Material to process:

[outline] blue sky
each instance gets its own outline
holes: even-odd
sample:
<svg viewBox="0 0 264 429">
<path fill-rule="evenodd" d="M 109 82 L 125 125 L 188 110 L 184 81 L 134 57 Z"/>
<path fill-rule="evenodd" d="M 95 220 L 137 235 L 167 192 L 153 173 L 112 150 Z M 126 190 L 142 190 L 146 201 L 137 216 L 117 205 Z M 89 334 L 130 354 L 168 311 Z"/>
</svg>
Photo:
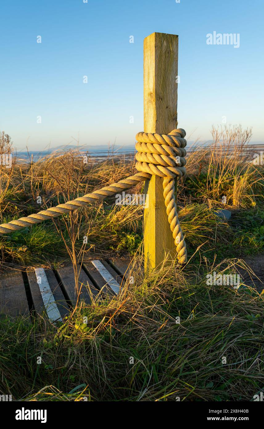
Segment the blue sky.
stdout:
<svg viewBox="0 0 264 429">
<path fill-rule="evenodd" d="M 133 144 L 143 128 L 143 40 L 156 31 L 179 35 L 178 126 L 187 137 L 210 139 L 225 116 L 263 142 L 263 4 L 1 0 L 0 130 L 18 149 L 78 133 L 81 144 Z M 239 33 L 239 48 L 207 45 L 214 31 Z"/>
</svg>

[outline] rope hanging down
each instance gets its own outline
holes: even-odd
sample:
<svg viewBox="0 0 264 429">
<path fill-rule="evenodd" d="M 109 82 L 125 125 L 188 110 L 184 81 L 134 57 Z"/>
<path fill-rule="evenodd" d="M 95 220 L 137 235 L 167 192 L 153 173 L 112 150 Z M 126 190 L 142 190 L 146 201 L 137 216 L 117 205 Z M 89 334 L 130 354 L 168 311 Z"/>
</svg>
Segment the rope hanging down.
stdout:
<svg viewBox="0 0 264 429">
<path fill-rule="evenodd" d="M 180 263 L 187 261 L 186 245 L 180 226 L 175 203 L 174 180 L 186 173 L 184 166 L 186 160 L 184 148 L 186 142 L 184 138 L 186 133 L 182 128 L 174 130 L 169 134 L 138 133 L 136 139 L 136 168 L 138 172 L 119 182 L 112 183 L 101 189 L 87 193 L 71 201 L 59 204 L 42 210 L 37 213 L 11 221 L 0 225 L 0 236 L 10 234 L 22 228 L 39 224 L 43 221 L 57 218 L 61 214 L 103 199 L 151 178 L 152 175 L 164 177 L 163 195 L 168 221 L 176 246 L 177 257 Z"/>
</svg>

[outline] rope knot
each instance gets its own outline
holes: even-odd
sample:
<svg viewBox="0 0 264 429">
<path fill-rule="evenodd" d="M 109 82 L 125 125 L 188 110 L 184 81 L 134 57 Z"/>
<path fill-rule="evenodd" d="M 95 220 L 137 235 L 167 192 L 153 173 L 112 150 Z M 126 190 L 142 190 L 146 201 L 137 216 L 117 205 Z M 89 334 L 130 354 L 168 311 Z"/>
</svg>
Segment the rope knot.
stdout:
<svg viewBox="0 0 264 429">
<path fill-rule="evenodd" d="M 186 174 L 186 135 L 182 128 L 168 134 L 138 133 L 135 145 L 138 171 L 173 178 Z"/>
<path fill-rule="evenodd" d="M 166 212 L 180 264 L 187 262 L 187 251 L 177 211 L 175 178 L 177 180 L 186 174 L 186 135 L 182 128 L 174 130 L 168 134 L 138 133 L 135 145 L 138 171 L 163 178 Z"/>
</svg>

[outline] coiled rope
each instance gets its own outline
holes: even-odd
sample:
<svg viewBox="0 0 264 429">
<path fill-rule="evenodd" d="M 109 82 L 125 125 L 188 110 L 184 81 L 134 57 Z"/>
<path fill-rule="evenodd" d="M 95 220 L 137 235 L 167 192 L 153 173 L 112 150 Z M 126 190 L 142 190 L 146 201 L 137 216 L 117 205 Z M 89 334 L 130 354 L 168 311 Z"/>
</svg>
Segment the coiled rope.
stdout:
<svg viewBox="0 0 264 429">
<path fill-rule="evenodd" d="M 11 221 L 7 224 L 2 224 L 0 225 L 0 235 L 10 234 L 80 208 L 96 200 L 103 199 L 128 189 L 155 175 L 164 178 L 163 195 L 176 246 L 177 257 L 179 263 L 185 263 L 187 261 L 186 245 L 180 226 L 174 192 L 175 178 L 180 177 L 186 173 L 184 167 L 186 151 L 184 148 L 186 142 L 184 138 L 186 135 L 182 128 L 174 130 L 168 135 L 138 133 L 136 136 L 137 142 L 135 147 L 138 151 L 135 156 L 137 161 L 136 168 L 138 171 L 136 174 L 64 204 Z"/>
</svg>

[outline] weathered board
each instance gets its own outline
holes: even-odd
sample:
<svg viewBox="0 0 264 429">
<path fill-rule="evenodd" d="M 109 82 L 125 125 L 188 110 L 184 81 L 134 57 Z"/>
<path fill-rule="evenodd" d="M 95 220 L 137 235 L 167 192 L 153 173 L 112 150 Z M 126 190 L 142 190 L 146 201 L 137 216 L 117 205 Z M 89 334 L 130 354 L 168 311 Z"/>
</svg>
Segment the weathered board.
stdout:
<svg viewBox="0 0 264 429">
<path fill-rule="evenodd" d="M 109 263 L 111 266 L 112 267 L 115 271 L 118 274 L 123 277 L 127 277 L 128 275 L 128 267 L 129 270 L 129 261 L 127 258 L 111 258 L 109 260 Z"/>
<path fill-rule="evenodd" d="M 64 287 L 69 300 L 73 306 L 75 305 L 77 296 L 75 291 L 75 281 L 72 266 L 69 265 L 57 270 L 57 272 Z M 82 268 L 80 269 L 78 278 L 79 288 L 83 284 L 80 301 L 83 300 L 88 305 L 90 305 L 93 299 L 95 298 L 99 293 L 87 274 Z"/>
<path fill-rule="evenodd" d="M 84 263 L 83 268 L 79 267 L 79 287 L 83 284 L 80 300 L 90 305 L 99 296 L 118 295 L 129 262 L 122 258 L 109 263 L 99 260 Z M 43 268 L 29 269 L 24 278 L 20 272 L 0 277 L 0 314 L 15 317 L 29 314 L 32 310 L 39 314 L 45 312 L 53 322 L 63 320 L 69 307 L 75 305 L 77 296 L 72 265 L 54 272 Z"/>
<path fill-rule="evenodd" d="M 53 295 L 54 301 L 56 303 L 61 317 L 63 318 L 69 313 L 69 306 L 52 270 L 45 270 L 45 272 Z M 27 275 L 34 309 L 37 313 L 41 314 L 43 311 L 45 310 L 45 306 L 36 272 L 34 271 L 27 271 Z"/>
<path fill-rule="evenodd" d="M 2 275 L 0 277 L 0 314 L 15 317 L 29 313 L 21 272 L 15 272 Z"/>
<path fill-rule="evenodd" d="M 83 264 L 85 269 L 89 273 L 93 282 L 101 293 L 113 296 L 114 292 L 108 282 L 104 278 L 100 272 L 91 262 L 85 262 Z"/>
</svg>

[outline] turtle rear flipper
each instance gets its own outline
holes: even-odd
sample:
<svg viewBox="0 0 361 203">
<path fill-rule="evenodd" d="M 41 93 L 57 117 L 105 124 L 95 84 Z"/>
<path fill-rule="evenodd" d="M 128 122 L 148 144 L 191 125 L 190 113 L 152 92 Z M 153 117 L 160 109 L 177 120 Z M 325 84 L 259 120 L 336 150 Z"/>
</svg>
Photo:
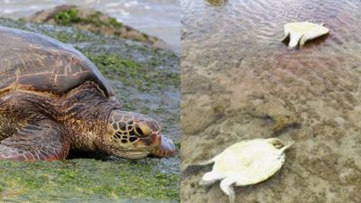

Request: Copy out every line above that contains the string "weathered", in full. Case counts, so only exact-case matches qualify.

Task response:
[outline] weathered board
Segment the weathered board.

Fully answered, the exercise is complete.